> **Instruction**: List every line of the entries below as a numbered list, omitting blank lines and leaving out the pictures.

> **The data**:
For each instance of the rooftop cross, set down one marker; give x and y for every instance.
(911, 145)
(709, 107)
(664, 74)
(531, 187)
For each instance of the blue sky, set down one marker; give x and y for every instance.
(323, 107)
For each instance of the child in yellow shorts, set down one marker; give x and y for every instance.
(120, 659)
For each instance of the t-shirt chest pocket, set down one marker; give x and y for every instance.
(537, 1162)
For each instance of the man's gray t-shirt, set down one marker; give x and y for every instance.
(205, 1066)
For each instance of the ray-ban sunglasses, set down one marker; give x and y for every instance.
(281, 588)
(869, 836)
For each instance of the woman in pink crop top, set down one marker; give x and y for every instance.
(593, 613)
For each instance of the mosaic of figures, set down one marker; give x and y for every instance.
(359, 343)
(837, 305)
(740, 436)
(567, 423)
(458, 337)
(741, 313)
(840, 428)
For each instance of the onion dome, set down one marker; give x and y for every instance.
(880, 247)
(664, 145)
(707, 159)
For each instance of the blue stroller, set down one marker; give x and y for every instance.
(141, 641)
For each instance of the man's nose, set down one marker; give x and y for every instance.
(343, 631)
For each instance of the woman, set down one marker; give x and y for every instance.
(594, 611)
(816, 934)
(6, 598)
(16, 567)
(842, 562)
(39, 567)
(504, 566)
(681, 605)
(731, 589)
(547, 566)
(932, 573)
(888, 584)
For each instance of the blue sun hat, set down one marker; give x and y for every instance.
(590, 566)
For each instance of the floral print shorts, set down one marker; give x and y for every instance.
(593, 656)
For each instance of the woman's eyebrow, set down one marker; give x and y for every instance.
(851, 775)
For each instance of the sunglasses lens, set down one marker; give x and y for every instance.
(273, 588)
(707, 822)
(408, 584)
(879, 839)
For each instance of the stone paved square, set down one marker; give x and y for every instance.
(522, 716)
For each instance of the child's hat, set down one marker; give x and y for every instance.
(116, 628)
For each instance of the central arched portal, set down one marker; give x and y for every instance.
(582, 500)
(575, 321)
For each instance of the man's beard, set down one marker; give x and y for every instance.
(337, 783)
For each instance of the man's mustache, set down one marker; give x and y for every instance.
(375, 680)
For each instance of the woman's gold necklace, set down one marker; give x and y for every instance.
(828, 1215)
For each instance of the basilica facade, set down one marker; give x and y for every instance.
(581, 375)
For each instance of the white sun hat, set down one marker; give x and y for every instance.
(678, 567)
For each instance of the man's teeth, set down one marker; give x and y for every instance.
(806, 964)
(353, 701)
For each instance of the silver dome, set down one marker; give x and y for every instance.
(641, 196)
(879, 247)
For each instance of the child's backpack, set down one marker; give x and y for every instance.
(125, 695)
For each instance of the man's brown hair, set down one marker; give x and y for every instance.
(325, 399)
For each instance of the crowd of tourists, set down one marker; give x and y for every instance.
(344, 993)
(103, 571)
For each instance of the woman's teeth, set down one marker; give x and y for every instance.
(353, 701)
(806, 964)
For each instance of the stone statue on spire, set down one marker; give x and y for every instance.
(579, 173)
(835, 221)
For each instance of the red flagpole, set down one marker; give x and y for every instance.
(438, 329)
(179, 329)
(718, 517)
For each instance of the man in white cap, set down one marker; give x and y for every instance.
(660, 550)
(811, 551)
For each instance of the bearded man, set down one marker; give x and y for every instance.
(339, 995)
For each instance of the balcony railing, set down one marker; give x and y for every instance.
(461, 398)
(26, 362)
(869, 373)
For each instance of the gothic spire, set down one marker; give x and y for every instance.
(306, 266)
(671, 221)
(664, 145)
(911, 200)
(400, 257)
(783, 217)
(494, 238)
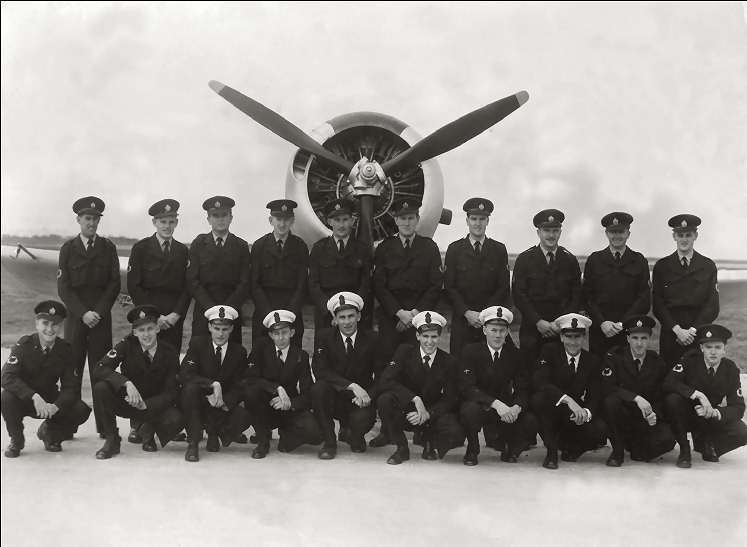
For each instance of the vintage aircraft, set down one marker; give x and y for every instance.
(371, 157)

> **Answer to the problem**:
1. For each instance of the rooftop cross, set down one marker; give x and y for every instance.
2. (911, 145)
3. (709, 107)
4. (664, 74)
5. (531, 187)
6. For each instance of the blue sky, set down one marker; give x and y for every instance.
7. (323, 107)
8. For each instance of the child in yellow shorts, set down one marker; give x and y for every instance.
9. (120, 659)
10. For each instance of the t-shirt chest pocket, set down one marker; give x and y for every instance.
11. (537, 1162)
12. For each instance of the man's gray t-shirt, set down one marker; give x and y for every instance.
13. (205, 1066)
14. For each instance of the ray-ban sunglasses, set down one marker; give x and y for every instance.
15. (281, 588)
16. (869, 836)
17. For each instance of the woman in pink crop top, set down one marker; give x and y for every instance.
18. (593, 613)
19. For each instance of the mosaic of figures, set down one marker; give x and y for every instance.
20. (359, 343)
21. (837, 305)
22. (740, 436)
23. (567, 423)
24. (458, 337)
25. (741, 313)
26. (840, 428)
27. For each instance of the onion dome, set down one marker; give x and y for every instance.
28. (880, 247)
29. (664, 145)
30. (707, 159)
31. For each instance of the blue stroller, set down one marker; give x and y for every instance.
32. (141, 641)
33. For each instance of the man's nose, set down one marker; give x and y for every instance.
34. (343, 631)
35. For each instance of the woman, set down one marker; give x and y for every instance.
36. (594, 611)
37. (816, 934)
38. (6, 598)
39. (16, 567)
40. (842, 562)
41. (39, 567)
42. (504, 566)
43. (681, 605)
44. (731, 589)
45. (547, 566)
46. (932, 573)
47. (888, 584)
48. For each instance of the blue sun hat, set down one marker; give x and y for every instance.
49. (590, 566)
50. For each instance of the floral print shorts, set down one marker; give x and y for every instance.
51. (593, 656)
52. For each instance of the woman's eyebrow, set down one marker; give x and y for every instance.
53. (851, 775)
54. For each instance of the sunglasses lens, set down one marker; give x and y for every instance.
55. (273, 588)
56. (707, 822)
57. (408, 584)
58. (879, 839)
59. For each instance of the stone paved square, set down one marker; give x and y for every instance.
60. (522, 716)
61. For each instance of the child's hat, set down one marker; give x and y for every instance.
62. (116, 628)
63. For each instance of the central arched portal, set down one marker; give x and y for every instance.
64. (582, 500)
65. (575, 321)
66. For each instance of the man's beard, set down one marker; give x and y for every instance.
67. (337, 783)
68. For each instance of the man's mustache, set down one marker; give x and y for every instance.
69. (375, 680)
70. For each instance of the woman's gold necklace, set down one marker; give x and y for every instance.
71. (828, 1215)
72. For each instance of the basilica facade, set down one marker; give x and y for every instance.
73. (581, 375)
74. For each instance of the white sun hat, set down one marker; give x and y for every instance.
75. (678, 567)
76. For each instance of the man's teeth, set down one marker; give x and y for every instance.
77. (806, 964)
78. (353, 701)
79. For each instance of the silver dome, set down one marker; give x and y for every instance.
80. (641, 196)
81. (879, 247)
82. For each instance of the child's backpack, set down one marker; give x and y for every instance.
83. (125, 695)
84. For each instance of the man's brown hair, set down one marker; give x and y for every instance.
85. (325, 399)
86. For each instance of the crowd of tourists, set down one marker; give x and y for every instance.
87. (344, 993)
88. (103, 571)
89. For each instance of the woman's teeth, set down one marker; give x and y for every instance.
90. (353, 701)
91. (806, 964)
92. For each instance of the stone statue on spire, set down one marker; give x and y for every instance.
93. (579, 173)
94. (835, 221)
95. For each instance of the red flagpole, set down one marker; give x and y for every instance.
96. (438, 329)
97. (179, 329)
98. (718, 517)
99. For each instance of the man in white cap, set down one marker; give x and y for every instance.
100. (660, 550)
101. (811, 551)
102. For each instance of the bearded man, set down one marker; give x and y for every instance.
103. (339, 995)
104. For each instance of the balcony railing, set down one marker; give x and y for every instance.
105. (461, 398)
106. (26, 362)
107. (869, 373)
108. For each instance of the gothic spire, set down one marker; give x and y for every instance.
109. (306, 266)
110. (671, 221)
111. (664, 145)
112. (911, 200)
113. (400, 257)
114. (783, 217)
115. (494, 238)
116. For each instance of the vintage aircraft, set down one marker; give x and y for every instance.
117. (371, 157)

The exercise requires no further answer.